Copy out every line of the data that follows, exactly.

[Stored items from a collection]
- Opening Delimiter -
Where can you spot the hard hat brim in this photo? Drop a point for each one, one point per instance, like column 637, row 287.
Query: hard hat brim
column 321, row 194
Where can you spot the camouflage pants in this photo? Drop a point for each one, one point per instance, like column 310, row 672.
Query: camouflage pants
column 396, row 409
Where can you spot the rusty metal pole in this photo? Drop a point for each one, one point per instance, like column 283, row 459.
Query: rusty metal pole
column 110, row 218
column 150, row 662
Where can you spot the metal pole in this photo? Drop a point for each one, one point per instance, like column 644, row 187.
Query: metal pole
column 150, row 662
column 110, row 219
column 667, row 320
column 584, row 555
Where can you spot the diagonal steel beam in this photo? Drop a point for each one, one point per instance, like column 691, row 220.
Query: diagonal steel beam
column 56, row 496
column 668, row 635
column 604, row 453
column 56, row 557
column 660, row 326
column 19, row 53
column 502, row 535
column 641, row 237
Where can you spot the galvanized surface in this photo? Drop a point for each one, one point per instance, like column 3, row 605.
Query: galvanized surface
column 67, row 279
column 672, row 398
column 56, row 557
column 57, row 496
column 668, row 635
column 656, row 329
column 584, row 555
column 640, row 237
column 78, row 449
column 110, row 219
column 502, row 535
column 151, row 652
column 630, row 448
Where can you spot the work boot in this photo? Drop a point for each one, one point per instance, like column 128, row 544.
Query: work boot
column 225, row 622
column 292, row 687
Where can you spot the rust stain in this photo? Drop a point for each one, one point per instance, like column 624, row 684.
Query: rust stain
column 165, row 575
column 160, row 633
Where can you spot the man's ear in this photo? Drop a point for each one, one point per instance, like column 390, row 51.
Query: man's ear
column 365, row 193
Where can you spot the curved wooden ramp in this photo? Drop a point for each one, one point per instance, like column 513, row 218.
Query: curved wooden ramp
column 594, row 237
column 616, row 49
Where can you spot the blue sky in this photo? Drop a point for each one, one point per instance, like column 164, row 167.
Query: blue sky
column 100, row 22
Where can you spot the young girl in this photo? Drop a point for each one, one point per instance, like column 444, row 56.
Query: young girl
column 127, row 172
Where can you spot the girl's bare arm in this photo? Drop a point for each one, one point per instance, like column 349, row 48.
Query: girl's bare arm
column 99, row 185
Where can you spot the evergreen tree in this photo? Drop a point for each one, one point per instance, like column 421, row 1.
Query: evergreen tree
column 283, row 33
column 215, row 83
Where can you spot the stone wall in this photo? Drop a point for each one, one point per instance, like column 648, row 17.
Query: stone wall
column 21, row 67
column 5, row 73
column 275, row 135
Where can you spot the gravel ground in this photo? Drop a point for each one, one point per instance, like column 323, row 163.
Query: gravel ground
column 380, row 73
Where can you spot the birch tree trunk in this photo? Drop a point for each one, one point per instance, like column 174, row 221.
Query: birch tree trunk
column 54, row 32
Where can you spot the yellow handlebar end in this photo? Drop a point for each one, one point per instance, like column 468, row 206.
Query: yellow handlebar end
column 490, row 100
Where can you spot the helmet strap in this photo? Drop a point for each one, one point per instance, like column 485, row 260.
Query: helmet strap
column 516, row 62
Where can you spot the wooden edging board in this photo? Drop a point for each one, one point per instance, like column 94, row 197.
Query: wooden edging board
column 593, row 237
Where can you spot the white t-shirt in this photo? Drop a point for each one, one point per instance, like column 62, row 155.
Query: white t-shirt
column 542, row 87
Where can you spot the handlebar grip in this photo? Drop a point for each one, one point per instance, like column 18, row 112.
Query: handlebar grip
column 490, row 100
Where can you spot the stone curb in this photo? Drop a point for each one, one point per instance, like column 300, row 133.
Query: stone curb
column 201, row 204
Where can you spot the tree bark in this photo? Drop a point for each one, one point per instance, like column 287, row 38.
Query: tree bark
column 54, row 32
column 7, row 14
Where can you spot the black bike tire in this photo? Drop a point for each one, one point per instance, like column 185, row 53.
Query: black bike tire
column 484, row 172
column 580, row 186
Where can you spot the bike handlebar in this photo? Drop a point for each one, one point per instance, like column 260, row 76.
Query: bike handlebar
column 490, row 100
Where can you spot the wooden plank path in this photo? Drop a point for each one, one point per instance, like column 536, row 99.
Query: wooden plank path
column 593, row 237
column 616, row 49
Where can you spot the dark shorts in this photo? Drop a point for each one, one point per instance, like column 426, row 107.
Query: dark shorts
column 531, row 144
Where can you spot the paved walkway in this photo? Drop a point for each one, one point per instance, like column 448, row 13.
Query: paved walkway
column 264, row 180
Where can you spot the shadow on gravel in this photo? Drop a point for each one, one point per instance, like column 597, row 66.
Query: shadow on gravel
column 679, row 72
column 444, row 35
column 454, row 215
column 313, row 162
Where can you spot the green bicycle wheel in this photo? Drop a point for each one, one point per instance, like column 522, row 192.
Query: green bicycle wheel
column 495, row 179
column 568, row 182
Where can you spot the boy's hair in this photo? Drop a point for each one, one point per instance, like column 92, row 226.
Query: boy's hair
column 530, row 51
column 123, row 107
- Closing Delimiter -
**Solution**
Where can you spot the hard hat brim in this photo? Drop a point for each one, one point per instance, like column 637, row 287.
Query: hard hat brim
column 321, row 194
Where can you spot the camouflage pants in this photo? Drop a point for each one, one point per instance, like column 310, row 672.
Query: camouflage pants
column 396, row 409
Where can you spot the rusty metal pole in this photo? Drop a point for each one, one point per instance, like column 283, row 459.
Query: rusty metal pole
column 110, row 218
column 150, row 662
Where can you spot the metal pole in this photo? Drop a point for each one, one point per instance, like column 644, row 187.
Query: metal pole
column 150, row 662
column 110, row 219
column 667, row 320
column 584, row 555
Where can you spot the diagonal steel beam in this photo? Drop a point for each one, one point per instance, like column 691, row 220.
Query: diagonal steel beam
column 56, row 496
column 668, row 635
column 604, row 453
column 56, row 557
column 660, row 326
column 19, row 53
column 502, row 535
column 641, row 237
Where can you spot the galvanized surface in this photo? Drop a point for each one, one point per instance, like column 3, row 605.
Query: galvanized surface
column 67, row 279
column 672, row 398
column 56, row 557
column 57, row 496
column 668, row 635
column 656, row 329
column 584, row 555
column 640, row 237
column 78, row 449
column 110, row 219
column 502, row 535
column 151, row 652
column 630, row 448
Where can you spot the work boot in this photo? Drop a point for each one, one point per instance, like column 128, row 544.
Query: work boot
column 225, row 622
column 292, row 687
Where can you spot the rust stain in this photo? Drop a point for each one, one point per instance, like column 624, row 684.
Query: rust stain
column 165, row 575
column 160, row 633
Where can you spot the man's ear in this photo? Drop a point for each one, one point per instance, like column 390, row 51.
Query: man's ear
column 365, row 193
Where can you spot the curved wooden ramp in this photo? Drop a point for each one, one point per instance, like column 513, row 218.
Query: curved wooden ramp
column 594, row 237
column 616, row 49
Where can you spot the blue sky in this photo? Drop a point for each one, one point per instance, like column 164, row 167.
Query: blue sky
column 100, row 22
Where can you spot the young girl in this photo? Drop a point for each one, one point per instance, like column 444, row 56.
Query: young girl
column 127, row 172
Where can you spot the girl's bare arm in this photo? Drop a point for each one, one point per instance, like column 349, row 48.
Query: girl's bare arm
column 99, row 185
Where can you spot the evergreen tree in this photo? Drop a point for each one, one point per instance, like column 421, row 1.
Query: evergreen tree
column 283, row 33
column 215, row 83
Where can you spot the stone wall in this photo? Drop a point for each one, one point per instance, like column 648, row 17.
Query: stone wall
column 21, row 67
column 5, row 73
column 275, row 135
Where can you spot the gravel ground in this photo? Drop a point for each one, one point per instance, like column 323, row 163.
Query: gravel ground
column 380, row 73
Where can you spot the birch tree trunk in this photo? Drop a point for each one, one point per instance, like column 174, row 221.
Query: birch tree trunk
column 54, row 32
Where can you spot the yellow handlebar end in this photo? Drop a point for each one, one point per instance, like column 468, row 206.
Query: yellow handlebar end
column 490, row 100
Where can you spot the helmet strap in this photo? Drop a point for each one, one point per instance, like column 485, row 260.
Query: helmet strap
column 516, row 62
Where can you spot the wooden edging board in this photo? Drop a point for each one, one point per instance, like column 94, row 197.
Query: wooden edging board
column 593, row 237
Where can you spot the white t-shirt in this photo? Drop a point for each one, one point per instance, like column 62, row 155.
Query: white t-shirt
column 542, row 87
Where can you spot the handlebar grip in this photo? Drop a point for each one, one point per instance, like column 18, row 112.
Query: handlebar grip
column 490, row 100
Where can you spot the stone curb in this photo? Drop a point for each one, one point per instance, like column 300, row 133.
Query: stone curb
column 201, row 204
Where can you spot the tree bark in this photo? Drop a point for each one, one point per instance, like column 287, row 38.
Query: tree bark
column 54, row 32
column 7, row 14
Where can you spot the black bike tire in this photo? Drop a point for each one, one point per instance, like column 185, row 53.
Query: black bike tire
column 484, row 172
column 580, row 186
Where can you spot the bike handlebar in this photo? Drop a point for each one, one point per instance, like column 260, row 76.
Query: bike handlebar
column 490, row 100
Where can you spot the wooden plank path in this photo? Drop a point for each one, one point per instance, like column 536, row 99.
Query: wooden plank path
column 593, row 237
column 616, row 49
Where can you spot the dark shorts in this photo? Drop a point for each one, one point per instance, like column 426, row 107.
Query: dark shorts
column 531, row 144
Where can you spot the paved walkway in this photo? Drop a point for each one, one point per instance, like column 448, row 13.
Query: paved walkway
column 264, row 180
Where can you spot the shadow on gravel in this photo? Drop a point for each one, one point per instance, like column 597, row 66.
Query: shadow on gravel
column 679, row 72
column 444, row 35
column 454, row 215
column 313, row 162
Where can you spot the green bicycle wheel in this photo? Drop a point for each one, one point per instance, like column 522, row 192.
Query: green bicycle wheel
column 495, row 179
column 568, row 182
Where can you spot the boy's hair in this photo? Drop a point for each one, one point per instance, like column 92, row 226.
Query: boy's hair
column 530, row 51
column 123, row 107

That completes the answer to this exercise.